Articles d'intérêt - Delais statutaires

Les délais statutaires

par Caroline Verner, avocate
juillet 2010


Selon l'article 31(1) de la Loi sur la Gendarmerie Royale du Canada (Loi sur la GRC), bon nombre de questions peuvent faire l'objet d'un grief par les membres de la GRC. Cependant, ce droit de déposer un grief n'est pas absolu et est assujetti à certaines restrictions, notamment des délais statutaires. En effet, en vertu de l'article 31(2) de la Loi sur la GRC, ces délais sont obligatoires et peuvent entraîner le rejet du grief s'ils ne sont pas respectés. Il semble que la Loi vise à imposer aux membres un devoir de célérité lorsqu'il est question de contester des décisions.

Tel qu'il sera discuté ultérieurement, la vaste majorité des griefs sont soumis bien à l'intérieur du délai statutaire de 30 jours. Toutefois, certains sont soumis si proche de la date limite, que cela peut causer un problème. Et parfois, le moment même du dépôt du grief est difficile à déterminer.

> _Consigne_
Dans le texte sur les délais statutaires, relevez tous les constats sur le moment du dépôt des griefs qui figurent dans le paragraphe commençant par « Tel qu'il sera discuté ultérieurement ». La liste n'a aucun rapport avec le texte sur les délais statutaires.

> _Segment de données_
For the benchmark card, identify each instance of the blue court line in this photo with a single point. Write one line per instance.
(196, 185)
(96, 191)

> _Réponse ci-dessous_
- La vaste majorité des griefs sont soumis bien à l'intérieur du délai statutaire de 30 jours.
- Certains griefs sont soumis si proche de la date limite que cela peut causer un problème.
- Parfois, le moment même du dépôt du grief est difficile à déterminer.